> Task prompt
Locate each line in the records that contains the string "drawstring", and copy those lines out.

> Provided entries
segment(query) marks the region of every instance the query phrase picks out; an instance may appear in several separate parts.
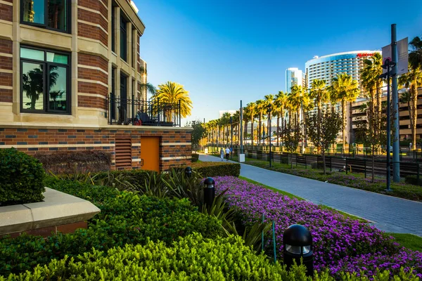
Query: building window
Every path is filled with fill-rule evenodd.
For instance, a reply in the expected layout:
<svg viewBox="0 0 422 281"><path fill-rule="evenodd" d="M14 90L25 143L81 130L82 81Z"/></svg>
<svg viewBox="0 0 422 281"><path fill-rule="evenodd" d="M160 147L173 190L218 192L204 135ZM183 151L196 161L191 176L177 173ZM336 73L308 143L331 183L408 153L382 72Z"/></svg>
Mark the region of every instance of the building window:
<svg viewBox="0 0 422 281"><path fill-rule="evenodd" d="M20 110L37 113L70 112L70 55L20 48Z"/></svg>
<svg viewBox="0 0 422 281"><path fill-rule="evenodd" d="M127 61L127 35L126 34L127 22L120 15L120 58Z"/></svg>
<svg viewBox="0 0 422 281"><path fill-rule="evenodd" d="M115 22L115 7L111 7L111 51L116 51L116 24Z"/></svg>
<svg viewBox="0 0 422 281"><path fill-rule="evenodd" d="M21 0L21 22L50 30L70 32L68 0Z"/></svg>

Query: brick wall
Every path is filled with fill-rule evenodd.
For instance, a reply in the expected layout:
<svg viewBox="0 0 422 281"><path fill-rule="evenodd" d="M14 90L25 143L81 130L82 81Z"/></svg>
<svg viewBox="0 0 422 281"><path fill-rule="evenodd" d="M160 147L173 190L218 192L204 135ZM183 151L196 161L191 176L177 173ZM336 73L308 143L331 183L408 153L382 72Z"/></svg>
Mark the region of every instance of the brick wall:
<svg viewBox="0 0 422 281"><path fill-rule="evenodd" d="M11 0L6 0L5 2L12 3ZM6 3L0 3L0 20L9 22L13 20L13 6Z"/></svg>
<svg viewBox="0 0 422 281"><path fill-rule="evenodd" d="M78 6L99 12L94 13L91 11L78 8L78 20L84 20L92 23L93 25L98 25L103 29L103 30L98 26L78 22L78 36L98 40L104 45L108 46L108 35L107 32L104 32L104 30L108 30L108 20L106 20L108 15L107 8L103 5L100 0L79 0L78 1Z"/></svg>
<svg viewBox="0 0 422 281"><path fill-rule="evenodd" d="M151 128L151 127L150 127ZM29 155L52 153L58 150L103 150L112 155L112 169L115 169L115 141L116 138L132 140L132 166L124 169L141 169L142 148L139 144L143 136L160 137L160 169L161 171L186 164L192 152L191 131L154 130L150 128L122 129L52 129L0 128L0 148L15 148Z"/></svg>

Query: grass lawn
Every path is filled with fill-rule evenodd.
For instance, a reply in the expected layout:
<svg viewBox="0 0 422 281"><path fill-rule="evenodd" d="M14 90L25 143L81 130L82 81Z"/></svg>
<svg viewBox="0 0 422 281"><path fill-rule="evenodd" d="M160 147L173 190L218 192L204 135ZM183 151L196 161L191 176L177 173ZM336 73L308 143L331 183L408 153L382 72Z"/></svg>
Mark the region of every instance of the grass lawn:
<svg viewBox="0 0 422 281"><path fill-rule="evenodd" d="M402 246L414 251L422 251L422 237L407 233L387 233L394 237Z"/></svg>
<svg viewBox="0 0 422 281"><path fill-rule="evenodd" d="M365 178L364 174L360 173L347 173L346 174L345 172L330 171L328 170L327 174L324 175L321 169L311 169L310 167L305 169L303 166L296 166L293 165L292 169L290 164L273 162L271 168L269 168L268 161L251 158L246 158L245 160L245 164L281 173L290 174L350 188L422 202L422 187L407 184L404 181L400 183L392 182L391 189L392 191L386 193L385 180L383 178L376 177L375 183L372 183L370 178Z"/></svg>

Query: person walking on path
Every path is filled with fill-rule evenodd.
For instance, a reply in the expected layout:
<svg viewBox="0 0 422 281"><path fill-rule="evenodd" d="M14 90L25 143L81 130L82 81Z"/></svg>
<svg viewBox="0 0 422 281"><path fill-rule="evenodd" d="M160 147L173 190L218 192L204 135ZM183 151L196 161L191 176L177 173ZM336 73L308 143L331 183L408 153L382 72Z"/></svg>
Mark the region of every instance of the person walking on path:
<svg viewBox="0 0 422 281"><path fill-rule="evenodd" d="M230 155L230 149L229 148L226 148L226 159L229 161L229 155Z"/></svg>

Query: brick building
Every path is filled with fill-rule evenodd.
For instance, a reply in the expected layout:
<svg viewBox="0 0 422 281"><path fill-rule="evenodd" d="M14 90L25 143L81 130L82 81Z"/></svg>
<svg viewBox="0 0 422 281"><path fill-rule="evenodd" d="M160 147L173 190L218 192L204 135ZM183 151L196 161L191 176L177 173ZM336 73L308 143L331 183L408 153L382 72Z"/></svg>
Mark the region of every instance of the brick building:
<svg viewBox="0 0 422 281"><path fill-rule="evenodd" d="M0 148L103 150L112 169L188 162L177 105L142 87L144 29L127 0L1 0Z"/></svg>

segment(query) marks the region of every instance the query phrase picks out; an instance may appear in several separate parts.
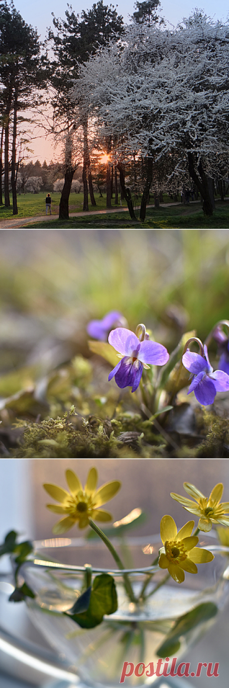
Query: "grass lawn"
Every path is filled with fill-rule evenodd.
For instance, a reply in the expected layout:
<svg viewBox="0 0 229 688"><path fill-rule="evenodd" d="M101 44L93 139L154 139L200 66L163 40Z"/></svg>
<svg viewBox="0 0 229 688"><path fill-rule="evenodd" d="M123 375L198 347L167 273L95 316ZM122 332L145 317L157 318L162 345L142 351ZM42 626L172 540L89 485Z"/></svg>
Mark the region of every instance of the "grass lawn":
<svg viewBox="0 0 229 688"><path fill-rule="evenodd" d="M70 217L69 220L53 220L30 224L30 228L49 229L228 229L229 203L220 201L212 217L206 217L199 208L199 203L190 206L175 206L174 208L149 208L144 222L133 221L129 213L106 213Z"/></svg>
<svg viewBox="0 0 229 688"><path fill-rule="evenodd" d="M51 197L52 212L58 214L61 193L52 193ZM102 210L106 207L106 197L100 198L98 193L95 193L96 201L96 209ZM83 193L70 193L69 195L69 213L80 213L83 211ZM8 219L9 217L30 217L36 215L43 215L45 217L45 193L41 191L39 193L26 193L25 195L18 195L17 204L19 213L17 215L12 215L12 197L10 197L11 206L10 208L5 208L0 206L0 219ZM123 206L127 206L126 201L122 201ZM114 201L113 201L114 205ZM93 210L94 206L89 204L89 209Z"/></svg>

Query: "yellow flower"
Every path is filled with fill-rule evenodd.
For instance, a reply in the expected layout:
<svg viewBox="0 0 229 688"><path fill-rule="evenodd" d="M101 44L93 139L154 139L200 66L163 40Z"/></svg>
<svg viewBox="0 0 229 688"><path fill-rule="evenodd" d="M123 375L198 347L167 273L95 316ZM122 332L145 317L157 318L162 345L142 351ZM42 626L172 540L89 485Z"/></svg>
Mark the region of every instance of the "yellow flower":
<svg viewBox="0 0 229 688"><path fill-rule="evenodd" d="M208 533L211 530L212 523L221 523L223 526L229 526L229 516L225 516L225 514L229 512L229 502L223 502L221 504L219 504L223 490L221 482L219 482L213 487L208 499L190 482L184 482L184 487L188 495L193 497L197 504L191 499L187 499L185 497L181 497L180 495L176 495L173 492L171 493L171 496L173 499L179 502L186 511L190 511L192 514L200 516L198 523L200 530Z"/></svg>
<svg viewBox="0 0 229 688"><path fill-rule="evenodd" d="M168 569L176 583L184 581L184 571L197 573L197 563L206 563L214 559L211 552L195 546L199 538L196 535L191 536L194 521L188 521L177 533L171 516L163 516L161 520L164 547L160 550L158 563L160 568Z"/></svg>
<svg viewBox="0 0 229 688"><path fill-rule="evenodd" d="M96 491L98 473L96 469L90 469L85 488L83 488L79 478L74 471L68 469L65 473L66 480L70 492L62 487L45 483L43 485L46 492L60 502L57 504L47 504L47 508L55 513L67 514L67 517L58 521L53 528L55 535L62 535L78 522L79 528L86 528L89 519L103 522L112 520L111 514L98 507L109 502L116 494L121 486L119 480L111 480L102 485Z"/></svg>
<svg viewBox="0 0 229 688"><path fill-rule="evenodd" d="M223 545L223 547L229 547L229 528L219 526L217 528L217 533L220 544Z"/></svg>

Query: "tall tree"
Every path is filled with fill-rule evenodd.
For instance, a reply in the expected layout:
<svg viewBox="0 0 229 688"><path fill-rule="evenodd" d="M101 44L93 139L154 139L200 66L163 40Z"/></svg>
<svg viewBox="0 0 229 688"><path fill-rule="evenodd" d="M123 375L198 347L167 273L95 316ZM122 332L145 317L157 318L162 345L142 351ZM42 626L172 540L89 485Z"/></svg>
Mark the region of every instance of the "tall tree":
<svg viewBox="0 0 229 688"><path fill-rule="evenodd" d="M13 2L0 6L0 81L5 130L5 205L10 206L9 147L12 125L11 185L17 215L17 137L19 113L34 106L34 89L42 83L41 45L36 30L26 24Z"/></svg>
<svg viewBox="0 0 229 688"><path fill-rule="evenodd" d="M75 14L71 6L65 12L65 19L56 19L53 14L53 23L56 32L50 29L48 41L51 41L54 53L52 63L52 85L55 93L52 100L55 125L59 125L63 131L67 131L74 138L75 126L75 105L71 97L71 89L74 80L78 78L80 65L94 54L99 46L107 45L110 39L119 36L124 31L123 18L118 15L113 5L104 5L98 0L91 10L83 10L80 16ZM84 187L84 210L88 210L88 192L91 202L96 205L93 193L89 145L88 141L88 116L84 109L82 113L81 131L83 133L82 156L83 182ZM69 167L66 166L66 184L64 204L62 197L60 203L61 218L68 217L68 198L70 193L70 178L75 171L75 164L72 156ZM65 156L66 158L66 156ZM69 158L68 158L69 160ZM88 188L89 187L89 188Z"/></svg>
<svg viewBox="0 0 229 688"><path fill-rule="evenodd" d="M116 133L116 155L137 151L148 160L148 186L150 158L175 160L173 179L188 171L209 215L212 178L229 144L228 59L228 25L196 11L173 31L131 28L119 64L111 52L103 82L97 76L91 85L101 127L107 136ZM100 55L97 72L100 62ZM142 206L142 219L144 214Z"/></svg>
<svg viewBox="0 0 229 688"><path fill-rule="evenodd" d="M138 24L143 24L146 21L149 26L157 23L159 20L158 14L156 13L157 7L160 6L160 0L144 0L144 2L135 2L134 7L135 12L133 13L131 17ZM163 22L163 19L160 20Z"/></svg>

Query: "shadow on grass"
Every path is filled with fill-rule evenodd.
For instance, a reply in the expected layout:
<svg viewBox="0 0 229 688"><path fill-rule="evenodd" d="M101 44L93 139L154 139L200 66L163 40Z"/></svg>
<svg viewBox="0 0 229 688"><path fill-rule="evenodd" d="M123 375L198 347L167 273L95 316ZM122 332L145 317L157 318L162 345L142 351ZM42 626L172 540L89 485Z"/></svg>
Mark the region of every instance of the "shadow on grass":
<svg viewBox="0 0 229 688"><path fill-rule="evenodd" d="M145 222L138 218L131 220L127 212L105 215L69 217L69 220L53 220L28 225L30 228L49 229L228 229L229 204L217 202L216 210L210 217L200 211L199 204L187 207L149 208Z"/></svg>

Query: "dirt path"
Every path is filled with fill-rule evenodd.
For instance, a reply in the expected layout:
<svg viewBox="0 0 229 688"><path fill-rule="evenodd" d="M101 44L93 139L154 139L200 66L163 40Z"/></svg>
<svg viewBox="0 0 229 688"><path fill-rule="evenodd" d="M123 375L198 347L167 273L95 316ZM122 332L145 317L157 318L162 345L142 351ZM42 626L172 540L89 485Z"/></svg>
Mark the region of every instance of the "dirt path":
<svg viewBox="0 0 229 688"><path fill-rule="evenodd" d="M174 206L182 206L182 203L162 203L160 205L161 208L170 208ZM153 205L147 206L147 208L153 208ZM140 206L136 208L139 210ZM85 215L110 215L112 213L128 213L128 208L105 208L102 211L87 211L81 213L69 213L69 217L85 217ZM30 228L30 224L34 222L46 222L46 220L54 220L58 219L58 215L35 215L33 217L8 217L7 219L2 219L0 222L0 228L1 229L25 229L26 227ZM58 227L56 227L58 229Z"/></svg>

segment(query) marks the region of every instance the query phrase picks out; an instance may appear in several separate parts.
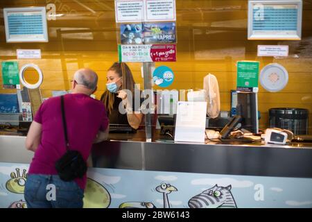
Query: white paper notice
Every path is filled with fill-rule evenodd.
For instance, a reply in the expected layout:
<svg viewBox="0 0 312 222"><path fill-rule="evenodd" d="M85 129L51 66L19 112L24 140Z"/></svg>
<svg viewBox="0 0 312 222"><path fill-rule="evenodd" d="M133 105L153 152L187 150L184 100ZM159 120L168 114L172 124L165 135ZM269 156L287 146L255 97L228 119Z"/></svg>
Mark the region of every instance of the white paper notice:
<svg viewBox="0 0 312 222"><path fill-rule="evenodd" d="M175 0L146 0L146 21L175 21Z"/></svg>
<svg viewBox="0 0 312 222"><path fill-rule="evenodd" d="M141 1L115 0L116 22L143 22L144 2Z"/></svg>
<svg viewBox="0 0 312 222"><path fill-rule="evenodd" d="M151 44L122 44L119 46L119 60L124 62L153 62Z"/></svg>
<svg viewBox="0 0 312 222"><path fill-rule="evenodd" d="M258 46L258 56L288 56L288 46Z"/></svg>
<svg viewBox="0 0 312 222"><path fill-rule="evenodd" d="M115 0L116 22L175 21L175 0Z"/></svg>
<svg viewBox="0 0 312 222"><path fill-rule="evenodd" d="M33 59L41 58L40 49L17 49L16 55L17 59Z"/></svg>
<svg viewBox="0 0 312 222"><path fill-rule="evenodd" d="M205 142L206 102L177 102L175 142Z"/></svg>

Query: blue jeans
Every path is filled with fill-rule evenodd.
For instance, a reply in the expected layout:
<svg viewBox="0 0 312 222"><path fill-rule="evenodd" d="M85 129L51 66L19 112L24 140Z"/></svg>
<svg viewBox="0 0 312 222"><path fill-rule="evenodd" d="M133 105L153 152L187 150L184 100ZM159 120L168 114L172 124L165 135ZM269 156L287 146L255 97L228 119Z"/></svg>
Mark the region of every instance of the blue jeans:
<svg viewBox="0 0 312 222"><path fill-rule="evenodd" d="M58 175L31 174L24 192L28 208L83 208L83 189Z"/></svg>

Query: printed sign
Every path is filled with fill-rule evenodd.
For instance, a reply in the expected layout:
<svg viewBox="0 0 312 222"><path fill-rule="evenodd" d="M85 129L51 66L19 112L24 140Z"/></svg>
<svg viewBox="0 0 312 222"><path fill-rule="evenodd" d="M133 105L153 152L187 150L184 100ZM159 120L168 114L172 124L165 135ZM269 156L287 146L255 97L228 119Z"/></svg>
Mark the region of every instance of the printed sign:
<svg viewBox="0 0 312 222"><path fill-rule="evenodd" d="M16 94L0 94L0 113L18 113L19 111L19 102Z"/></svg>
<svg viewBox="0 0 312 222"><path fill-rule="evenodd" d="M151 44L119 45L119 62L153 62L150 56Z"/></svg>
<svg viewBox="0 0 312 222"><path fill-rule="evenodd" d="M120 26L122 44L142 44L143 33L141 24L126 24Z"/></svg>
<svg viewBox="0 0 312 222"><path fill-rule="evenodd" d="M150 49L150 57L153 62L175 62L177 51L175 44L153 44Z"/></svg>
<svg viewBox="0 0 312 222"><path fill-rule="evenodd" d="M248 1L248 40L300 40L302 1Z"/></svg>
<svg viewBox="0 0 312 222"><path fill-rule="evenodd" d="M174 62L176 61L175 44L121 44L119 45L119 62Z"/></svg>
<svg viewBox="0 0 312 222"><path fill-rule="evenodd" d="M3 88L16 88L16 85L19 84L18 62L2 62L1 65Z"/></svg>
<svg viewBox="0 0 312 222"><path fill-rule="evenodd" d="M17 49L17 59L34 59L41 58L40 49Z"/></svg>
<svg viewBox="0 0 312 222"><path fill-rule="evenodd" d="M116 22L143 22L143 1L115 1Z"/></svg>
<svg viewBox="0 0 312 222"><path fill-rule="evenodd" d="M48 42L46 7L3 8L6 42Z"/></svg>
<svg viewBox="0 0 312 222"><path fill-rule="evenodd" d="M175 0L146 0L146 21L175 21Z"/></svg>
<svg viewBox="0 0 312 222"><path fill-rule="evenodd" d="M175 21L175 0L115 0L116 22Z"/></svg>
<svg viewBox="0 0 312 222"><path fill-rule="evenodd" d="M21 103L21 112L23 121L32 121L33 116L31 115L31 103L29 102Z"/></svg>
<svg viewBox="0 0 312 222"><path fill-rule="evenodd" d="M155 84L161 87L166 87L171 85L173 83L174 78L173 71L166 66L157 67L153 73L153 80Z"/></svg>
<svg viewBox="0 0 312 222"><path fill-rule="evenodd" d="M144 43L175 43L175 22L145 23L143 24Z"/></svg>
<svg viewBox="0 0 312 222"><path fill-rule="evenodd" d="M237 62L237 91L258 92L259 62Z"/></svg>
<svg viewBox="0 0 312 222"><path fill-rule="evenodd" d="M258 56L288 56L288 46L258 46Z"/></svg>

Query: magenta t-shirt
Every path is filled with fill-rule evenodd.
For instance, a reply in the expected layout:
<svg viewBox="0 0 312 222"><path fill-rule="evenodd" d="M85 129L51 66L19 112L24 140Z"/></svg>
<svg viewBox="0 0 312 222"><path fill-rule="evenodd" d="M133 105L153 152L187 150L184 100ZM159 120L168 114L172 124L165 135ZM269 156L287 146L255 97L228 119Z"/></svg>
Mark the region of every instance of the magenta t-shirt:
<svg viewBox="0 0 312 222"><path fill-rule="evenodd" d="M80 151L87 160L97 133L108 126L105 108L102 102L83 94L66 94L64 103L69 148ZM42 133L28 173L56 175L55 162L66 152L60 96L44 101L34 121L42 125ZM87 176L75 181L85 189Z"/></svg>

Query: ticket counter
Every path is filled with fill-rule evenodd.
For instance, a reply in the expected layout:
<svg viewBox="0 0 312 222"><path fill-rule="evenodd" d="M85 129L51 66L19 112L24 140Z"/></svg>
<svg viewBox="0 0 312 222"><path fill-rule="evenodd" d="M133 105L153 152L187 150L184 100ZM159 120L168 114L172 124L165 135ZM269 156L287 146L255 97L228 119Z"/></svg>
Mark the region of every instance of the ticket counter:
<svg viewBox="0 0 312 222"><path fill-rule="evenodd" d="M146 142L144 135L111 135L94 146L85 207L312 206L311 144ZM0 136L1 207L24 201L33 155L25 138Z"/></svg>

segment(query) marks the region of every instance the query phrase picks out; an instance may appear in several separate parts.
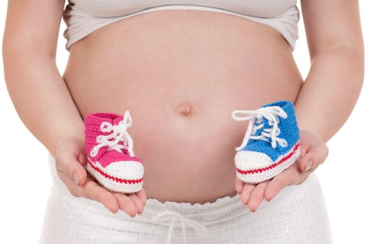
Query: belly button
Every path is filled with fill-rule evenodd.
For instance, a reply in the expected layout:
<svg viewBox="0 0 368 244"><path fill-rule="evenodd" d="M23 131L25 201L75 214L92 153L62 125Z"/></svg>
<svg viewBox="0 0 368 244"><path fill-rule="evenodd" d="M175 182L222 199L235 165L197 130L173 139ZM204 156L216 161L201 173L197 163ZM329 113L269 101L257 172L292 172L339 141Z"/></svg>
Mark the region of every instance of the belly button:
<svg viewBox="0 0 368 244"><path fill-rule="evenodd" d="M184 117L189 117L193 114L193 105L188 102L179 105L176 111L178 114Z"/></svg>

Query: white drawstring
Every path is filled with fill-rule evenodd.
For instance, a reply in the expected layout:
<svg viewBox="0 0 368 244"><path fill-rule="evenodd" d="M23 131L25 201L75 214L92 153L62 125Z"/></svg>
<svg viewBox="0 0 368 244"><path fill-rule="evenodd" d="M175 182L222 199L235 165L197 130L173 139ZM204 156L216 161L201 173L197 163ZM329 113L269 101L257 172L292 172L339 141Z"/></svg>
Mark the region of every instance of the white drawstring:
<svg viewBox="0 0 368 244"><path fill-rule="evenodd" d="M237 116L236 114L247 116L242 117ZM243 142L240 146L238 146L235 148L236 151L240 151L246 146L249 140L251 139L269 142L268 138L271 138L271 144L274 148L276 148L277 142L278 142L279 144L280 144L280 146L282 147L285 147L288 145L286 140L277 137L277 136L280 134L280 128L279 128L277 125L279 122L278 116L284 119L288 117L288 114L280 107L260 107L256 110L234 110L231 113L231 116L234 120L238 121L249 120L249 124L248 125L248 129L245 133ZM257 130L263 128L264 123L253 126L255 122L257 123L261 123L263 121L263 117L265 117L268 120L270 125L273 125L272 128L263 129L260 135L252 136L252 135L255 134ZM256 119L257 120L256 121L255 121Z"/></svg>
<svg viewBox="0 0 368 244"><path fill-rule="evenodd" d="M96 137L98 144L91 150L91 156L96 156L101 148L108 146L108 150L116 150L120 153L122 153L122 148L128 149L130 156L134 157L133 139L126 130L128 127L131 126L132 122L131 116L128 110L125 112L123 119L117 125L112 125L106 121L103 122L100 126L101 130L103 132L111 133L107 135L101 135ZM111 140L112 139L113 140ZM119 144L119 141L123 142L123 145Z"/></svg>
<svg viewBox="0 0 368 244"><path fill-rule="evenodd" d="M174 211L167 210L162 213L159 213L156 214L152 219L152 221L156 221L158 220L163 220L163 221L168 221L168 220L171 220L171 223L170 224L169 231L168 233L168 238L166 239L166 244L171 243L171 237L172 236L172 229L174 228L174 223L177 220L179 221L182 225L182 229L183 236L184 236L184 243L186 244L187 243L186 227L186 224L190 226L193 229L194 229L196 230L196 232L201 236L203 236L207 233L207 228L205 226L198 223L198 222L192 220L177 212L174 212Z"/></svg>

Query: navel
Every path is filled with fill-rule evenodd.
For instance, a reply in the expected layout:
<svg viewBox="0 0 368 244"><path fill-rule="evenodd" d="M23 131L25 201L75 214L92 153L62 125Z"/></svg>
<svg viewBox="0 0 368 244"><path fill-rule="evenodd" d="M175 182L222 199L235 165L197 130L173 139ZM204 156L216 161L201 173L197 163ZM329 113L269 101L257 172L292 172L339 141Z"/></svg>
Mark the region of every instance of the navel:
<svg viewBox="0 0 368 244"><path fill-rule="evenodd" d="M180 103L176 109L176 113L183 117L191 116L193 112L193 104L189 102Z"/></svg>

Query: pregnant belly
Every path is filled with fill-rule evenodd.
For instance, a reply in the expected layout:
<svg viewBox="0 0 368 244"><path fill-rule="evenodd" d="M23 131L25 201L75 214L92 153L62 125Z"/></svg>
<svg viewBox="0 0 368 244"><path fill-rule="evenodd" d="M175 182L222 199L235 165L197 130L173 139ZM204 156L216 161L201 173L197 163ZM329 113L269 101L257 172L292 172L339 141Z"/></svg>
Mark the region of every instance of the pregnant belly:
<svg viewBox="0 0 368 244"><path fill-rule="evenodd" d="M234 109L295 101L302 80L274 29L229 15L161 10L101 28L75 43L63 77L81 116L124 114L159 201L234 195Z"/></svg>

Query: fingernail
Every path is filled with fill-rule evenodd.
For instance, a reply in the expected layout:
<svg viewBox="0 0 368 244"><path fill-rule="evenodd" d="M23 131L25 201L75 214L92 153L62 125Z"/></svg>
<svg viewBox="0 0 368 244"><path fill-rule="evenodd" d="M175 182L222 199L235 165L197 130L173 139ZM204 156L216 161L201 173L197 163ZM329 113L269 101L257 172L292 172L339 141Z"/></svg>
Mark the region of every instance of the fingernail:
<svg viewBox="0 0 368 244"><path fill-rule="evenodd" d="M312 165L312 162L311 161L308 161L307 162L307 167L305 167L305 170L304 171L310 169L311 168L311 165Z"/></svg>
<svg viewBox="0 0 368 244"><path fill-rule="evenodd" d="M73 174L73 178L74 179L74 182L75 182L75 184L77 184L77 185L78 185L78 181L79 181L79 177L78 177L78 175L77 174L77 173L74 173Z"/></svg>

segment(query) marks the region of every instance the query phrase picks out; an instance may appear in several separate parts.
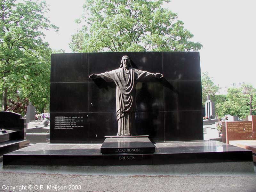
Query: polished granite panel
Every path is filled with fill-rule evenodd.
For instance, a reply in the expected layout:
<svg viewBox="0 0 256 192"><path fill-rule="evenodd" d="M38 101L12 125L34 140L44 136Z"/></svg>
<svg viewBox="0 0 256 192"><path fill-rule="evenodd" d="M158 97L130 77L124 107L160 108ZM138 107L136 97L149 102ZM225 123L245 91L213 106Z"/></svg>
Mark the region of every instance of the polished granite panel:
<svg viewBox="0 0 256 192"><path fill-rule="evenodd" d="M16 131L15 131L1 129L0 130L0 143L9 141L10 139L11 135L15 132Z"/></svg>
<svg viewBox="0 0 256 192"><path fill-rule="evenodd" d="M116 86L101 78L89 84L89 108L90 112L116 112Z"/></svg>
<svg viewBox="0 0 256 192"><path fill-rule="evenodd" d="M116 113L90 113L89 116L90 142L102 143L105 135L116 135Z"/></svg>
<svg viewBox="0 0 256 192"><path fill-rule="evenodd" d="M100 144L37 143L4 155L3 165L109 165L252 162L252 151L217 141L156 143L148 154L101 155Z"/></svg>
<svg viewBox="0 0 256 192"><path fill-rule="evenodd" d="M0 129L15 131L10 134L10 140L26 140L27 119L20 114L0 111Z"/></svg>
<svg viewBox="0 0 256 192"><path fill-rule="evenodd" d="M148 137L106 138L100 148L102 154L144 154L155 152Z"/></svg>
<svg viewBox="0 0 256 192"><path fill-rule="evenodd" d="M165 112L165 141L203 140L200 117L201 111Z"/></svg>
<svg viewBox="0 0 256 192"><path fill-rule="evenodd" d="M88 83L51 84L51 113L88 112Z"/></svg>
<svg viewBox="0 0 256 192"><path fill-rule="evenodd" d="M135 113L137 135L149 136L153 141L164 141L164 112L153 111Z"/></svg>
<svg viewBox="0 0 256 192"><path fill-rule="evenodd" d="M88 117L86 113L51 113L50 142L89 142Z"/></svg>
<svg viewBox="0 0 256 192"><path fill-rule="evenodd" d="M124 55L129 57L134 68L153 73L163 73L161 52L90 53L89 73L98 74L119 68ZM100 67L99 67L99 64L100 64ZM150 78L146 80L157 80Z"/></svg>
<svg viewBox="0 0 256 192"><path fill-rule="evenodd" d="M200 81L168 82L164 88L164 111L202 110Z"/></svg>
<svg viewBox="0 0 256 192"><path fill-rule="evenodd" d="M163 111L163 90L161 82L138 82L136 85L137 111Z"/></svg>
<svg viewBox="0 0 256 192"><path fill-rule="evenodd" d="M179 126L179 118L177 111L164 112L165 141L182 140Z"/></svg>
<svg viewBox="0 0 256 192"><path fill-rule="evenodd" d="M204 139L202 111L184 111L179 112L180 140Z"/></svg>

> Task solution
Query: white drawstring
Mark the region of every instance of the white drawstring:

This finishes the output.